### What you will do
Set the entries down again exactly; none may be skipped.

### Dataset records
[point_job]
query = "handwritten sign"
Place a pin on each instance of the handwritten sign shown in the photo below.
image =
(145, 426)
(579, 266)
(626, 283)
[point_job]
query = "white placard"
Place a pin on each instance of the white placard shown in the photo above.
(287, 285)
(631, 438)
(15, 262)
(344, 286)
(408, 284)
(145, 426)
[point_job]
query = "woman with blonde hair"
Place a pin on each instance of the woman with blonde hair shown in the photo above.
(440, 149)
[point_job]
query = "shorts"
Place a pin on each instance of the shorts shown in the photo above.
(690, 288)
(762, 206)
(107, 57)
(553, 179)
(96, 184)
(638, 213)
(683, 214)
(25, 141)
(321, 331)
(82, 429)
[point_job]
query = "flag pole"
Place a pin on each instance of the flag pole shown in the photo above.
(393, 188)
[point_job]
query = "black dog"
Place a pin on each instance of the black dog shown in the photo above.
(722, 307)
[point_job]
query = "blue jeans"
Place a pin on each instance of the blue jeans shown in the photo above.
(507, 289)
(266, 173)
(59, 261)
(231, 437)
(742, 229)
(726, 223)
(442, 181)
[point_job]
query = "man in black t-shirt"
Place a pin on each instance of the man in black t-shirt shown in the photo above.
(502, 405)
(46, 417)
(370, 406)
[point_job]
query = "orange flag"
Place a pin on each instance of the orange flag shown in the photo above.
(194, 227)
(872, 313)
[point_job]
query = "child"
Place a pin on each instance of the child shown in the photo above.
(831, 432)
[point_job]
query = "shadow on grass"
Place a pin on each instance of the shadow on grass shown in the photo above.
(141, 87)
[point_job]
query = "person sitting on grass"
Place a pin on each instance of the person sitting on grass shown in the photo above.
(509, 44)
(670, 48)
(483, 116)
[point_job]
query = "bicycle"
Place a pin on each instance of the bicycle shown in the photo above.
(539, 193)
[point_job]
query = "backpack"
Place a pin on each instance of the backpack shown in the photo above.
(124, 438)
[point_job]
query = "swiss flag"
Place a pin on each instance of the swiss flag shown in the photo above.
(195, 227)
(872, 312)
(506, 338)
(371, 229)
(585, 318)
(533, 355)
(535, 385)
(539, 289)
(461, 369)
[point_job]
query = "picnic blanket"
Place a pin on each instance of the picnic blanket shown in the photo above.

### Your solution
[point_job]
query = "handwritten sign"
Place a pin on each instance of the handwritten sign shown in the photo below.
image =
(145, 426)
(579, 266)
(626, 283)
[point_job]
query = "white placard"
Place a pin on each instance of the white placard shown in the photo above.
(287, 285)
(631, 438)
(15, 262)
(344, 286)
(408, 284)
(145, 426)
[point_job]
query = "woman with blonde hair"
Place a pin on each instance of the woman with blonde hair shown in the photo above.
(440, 149)
[point_job]
query = "shorts"
Place a pin on each instance of the shorts shown in the photo above.
(690, 288)
(762, 206)
(107, 57)
(553, 179)
(96, 184)
(638, 213)
(683, 214)
(25, 141)
(321, 331)
(82, 429)
[point_job]
query = "flag pole"
Place a pin on each instance of the flag pole shown in the photo above.
(393, 188)
[point_job]
query = "black dog"
Place a pin on each instance of the black dog shown in the photo above.
(722, 307)
[point_job]
query = "blue jeans"
Place a pin on each instance of the blue jeans shown in the photo above.
(507, 289)
(266, 173)
(59, 261)
(231, 437)
(742, 229)
(726, 223)
(442, 181)
[point_job]
query = "man in black t-shirt"
Place a pin on each instance of the man in black t-shirt shown in the photo above.
(502, 405)
(46, 417)
(370, 406)
[point_job]
query = "orange flag"
Place a pin on each instance of the orange flag shown in the photo above.
(194, 227)
(872, 313)
[point_job]
query = "child"
Place a pin on each instance of the child shown in the photo above.
(831, 432)
[point_job]
query = "shadow on grass"
Place a pin on each instance of the shadow on grass shown in the photo above.
(141, 87)
[point_job]
query = "person sitting on grass"
Place a pin on each instance of the person sitting on grass shown in the photo above.
(509, 44)
(670, 48)
(483, 116)
[point_job]
query = "bicycle"
Place a pin on each instance of the bicycle shown in the photo above.
(539, 193)
[point_job]
query = "backpack"
Place a pin on each instance of the backpack shown in the photo above.
(124, 438)
[point_job]
query = "swiss flag"
Place a pin on each instance of the swiss flag shown in the photo above.
(195, 227)
(872, 312)
(506, 338)
(371, 229)
(585, 318)
(533, 355)
(535, 385)
(539, 289)
(461, 369)
[point_job]
query = "picnic blanket"
Place a pin on each instance of the picnic blanket shown in the photo above.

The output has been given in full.